#### [Work instruction]
Output the entries below unchanged, except for the pictures.

Stored data: Begin

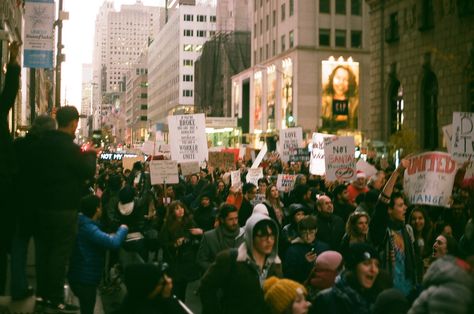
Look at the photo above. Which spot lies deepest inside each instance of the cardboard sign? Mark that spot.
(317, 165)
(235, 178)
(188, 168)
(339, 158)
(187, 137)
(260, 156)
(222, 160)
(463, 136)
(164, 172)
(127, 162)
(286, 182)
(290, 139)
(253, 175)
(429, 179)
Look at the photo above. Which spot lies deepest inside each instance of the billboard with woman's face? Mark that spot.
(340, 96)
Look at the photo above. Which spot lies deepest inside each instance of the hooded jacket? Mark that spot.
(447, 289)
(238, 277)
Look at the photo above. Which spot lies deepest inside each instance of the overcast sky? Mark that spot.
(78, 37)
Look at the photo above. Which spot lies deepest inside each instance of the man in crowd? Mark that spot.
(60, 172)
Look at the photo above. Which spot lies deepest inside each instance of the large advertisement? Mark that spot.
(340, 95)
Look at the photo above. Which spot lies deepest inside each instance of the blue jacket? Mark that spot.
(87, 259)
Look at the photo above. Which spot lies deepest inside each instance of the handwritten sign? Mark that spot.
(286, 182)
(317, 164)
(253, 175)
(222, 160)
(339, 158)
(429, 179)
(187, 137)
(188, 168)
(164, 171)
(463, 136)
(290, 140)
(235, 179)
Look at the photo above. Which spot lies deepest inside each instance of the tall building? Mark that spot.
(86, 101)
(121, 36)
(298, 47)
(171, 58)
(422, 68)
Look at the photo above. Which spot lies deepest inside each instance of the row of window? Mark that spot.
(199, 18)
(199, 33)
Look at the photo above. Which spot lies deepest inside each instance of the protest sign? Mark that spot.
(463, 136)
(222, 160)
(164, 172)
(235, 179)
(253, 175)
(339, 158)
(290, 139)
(366, 168)
(260, 156)
(127, 162)
(429, 179)
(317, 165)
(188, 168)
(187, 137)
(286, 182)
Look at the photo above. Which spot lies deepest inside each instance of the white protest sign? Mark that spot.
(191, 167)
(235, 178)
(286, 182)
(164, 171)
(290, 140)
(447, 136)
(463, 136)
(317, 165)
(366, 168)
(339, 157)
(429, 179)
(253, 175)
(260, 156)
(187, 137)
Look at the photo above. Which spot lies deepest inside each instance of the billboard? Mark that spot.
(340, 94)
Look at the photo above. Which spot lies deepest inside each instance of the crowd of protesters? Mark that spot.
(321, 247)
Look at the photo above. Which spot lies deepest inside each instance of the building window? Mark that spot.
(324, 37)
(356, 39)
(324, 6)
(340, 6)
(356, 7)
(340, 38)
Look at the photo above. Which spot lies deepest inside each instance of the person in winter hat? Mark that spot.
(285, 296)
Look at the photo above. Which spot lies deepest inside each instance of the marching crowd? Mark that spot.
(321, 247)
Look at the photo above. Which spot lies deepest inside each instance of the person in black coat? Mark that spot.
(7, 159)
(60, 171)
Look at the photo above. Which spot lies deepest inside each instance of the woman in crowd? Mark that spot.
(355, 290)
(180, 241)
(357, 230)
(285, 296)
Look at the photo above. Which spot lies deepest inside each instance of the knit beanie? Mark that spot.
(358, 253)
(281, 293)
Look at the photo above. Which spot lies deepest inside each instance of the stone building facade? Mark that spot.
(422, 67)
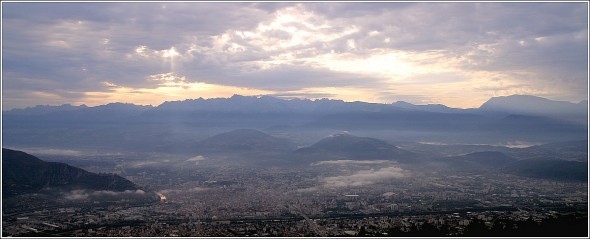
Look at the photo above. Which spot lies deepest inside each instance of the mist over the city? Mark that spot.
(236, 119)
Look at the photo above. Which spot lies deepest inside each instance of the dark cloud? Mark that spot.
(66, 49)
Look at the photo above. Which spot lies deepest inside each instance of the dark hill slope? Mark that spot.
(244, 140)
(24, 173)
(346, 146)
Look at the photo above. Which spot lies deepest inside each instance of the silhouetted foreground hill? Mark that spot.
(550, 169)
(25, 173)
(346, 146)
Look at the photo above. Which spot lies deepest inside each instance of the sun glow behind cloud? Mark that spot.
(171, 88)
(446, 53)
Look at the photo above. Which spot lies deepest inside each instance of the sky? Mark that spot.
(457, 54)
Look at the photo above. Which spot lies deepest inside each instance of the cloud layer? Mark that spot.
(458, 54)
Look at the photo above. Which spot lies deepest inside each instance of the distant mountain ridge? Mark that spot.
(537, 106)
(266, 104)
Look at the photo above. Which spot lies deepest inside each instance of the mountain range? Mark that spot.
(176, 126)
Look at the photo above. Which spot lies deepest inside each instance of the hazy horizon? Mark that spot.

Stored data: End

#### [Result of this exercise]
Look at the photo above. Which spot lies deepest inside each instance of the cardboard sign? Mark that spot.
(317, 165)
(235, 178)
(188, 168)
(339, 158)
(187, 137)
(260, 156)
(222, 160)
(463, 136)
(164, 172)
(127, 162)
(286, 182)
(290, 139)
(253, 175)
(429, 179)
Look at the photo above. Which spot lies deepest inside each instance of the billboard with woman's face? Mark that spot.
(340, 96)
Look at the photo above. Which spot lies deepest inside each instance of the hooded jacket? Mark that spot.
(447, 289)
(238, 277)
Look at the photo above. Which spot lies deepest inside each instance of the overcast sky? Mark that spot.
(78, 37)
Look at the photo above. Which spot lies deepest inside each instance of the man in crowd? Mark that spot.
(60, 172)
Look at the photo above. Which spot lies deepest inside each instance of the large advertisement? Mark that spot.
(340, 95)
Look at the photo above. Which spot lies deepest inside each instance of the blue jacket? Mark that spot.
(87, 259)
Look at the photo above. Which spot lies deepest inside each instance of the handwritten sign? Mark that spot.
(286, 182)
(317, 164)
(253, 175)
(222, 160)
(339, 158)
(429, 179)
(187, 137)
(188, 168)
(164, 171)
(463, 136)
(290, 140)
(235, 179)
Look at the photo above. Which spot lies deepest inside each instance of the tall building? Mark that spot.
(86, 101)
(121, 36)
(298, 47)
(171, 58)
(422, 68)
Look at the photo above. Which spot lies deepest inside each instance of the row of window? Mark that spot.
(199, 18)
(199, 33)
Look at the photo above. Which spot lies deepest inside each instance of the protest sign? Mark that spot.
(463, 136)
(222, 160)
(164, 172)
(235, 179)
(253, 175)
(339, 158)
(290, 139)
(366, 168)
(260, 156)
(127, 162)
(429, 179)
(317, 165)
(188, 168)
(187, 137)
(286, 182)
Look at the photo above. Which spot lies deepest inside each instance of the white protest sign? Mark that spot.
(191, 167)
(235, 178)
(286, 182)
(164, 171)
(290, 140)
(447, 136)
(463, 136)
(317, 165)
(366, 168)
(339, 157)
(429, 179)
(253, 175)
(260, 156)
(187, 137)
Look at the photo above. Which spot lies deepest inside each instance of the billboard? Mark that spot.
(340, 94)
Look at the photo above. Which spot lies deepest inside each instance of the crowd of protesters? Mark that spot.
(321, 247)
Look at the photo above. Which spot lies deepest inside each instance of the building window? Mark that spot.
(324, 37)
(356, 39)
(324, 6)
(340, 6)
(356, 7)
(340, 38)
Look at the photo above. Which spot lies deepest inside each instance of the person in winter hat? Mark that spot.
(285, 296)
Look at the photo above. Which spot lies deepest inside each instance of the marching crowd? Mark that spot.
(321, 247)
Look at the photo above. Which spot lies deepest inside each instance of the person in black coat? Mark that spot.
(7, 159)
(60, 171)
Look at the photo above. Which spot lies deepest inside each instance of the woman in crowd? Mark that spot.
(355, 290)
(180, 241)
(357, 230)
(285, 296)
Look at the photo above. Which spot lies deepest inside each instance of the knit beanie? Mark that spot.
(358, 253)
(281, 293)
Look at the photo above. Which spot lies deepest inside each instance of the stone building facade? Mark that spot.
(422, 67)
Look at the photo above. Which spot lies deepest inside each instance of the mist over the city? Mark that spot.
(236, 119)
Look at the photo above. Which spot lies deepest inside each instance of the dark cloud? Mark that spot.
(66, 49)
Look at the photo above. Which spot lies deepest inside each instance of the dark hill slope? Mark that spot.
(244, 140)
(24, 173)
(346, 146)
Look at the photo above. Which spot lies deepest inside each instance of the silhouetted foreground hill? Mark that spot.
(550, 169)
(25, 173)
(346, 146)
Look at the photo above. Which spot lies deepest inside each instance of the sun glow behind cloud? Mark that spot.
(171, 88)
(446, 53)
Look at the photo above. Which spot lies deepest inside each instance of the sky? Mark that spot.
(457, 54)
Look at the photo above. Which spot lies deepest inside each instance of the cloud layer? Mark that spot.
(458, 54)
Look at the photo above. Which spot lies deepest inside each instance of the distant mountain ridge? Mark that spot.
(537, 106)
(266, 104)
Look at the photo above. Which spot lies deepest inside each instance of the mountain range? Mark that spot.
(176, 126)
Look at the photo above. Which spot lies deepest inside each instance of the hazy horizon? Mark that spot.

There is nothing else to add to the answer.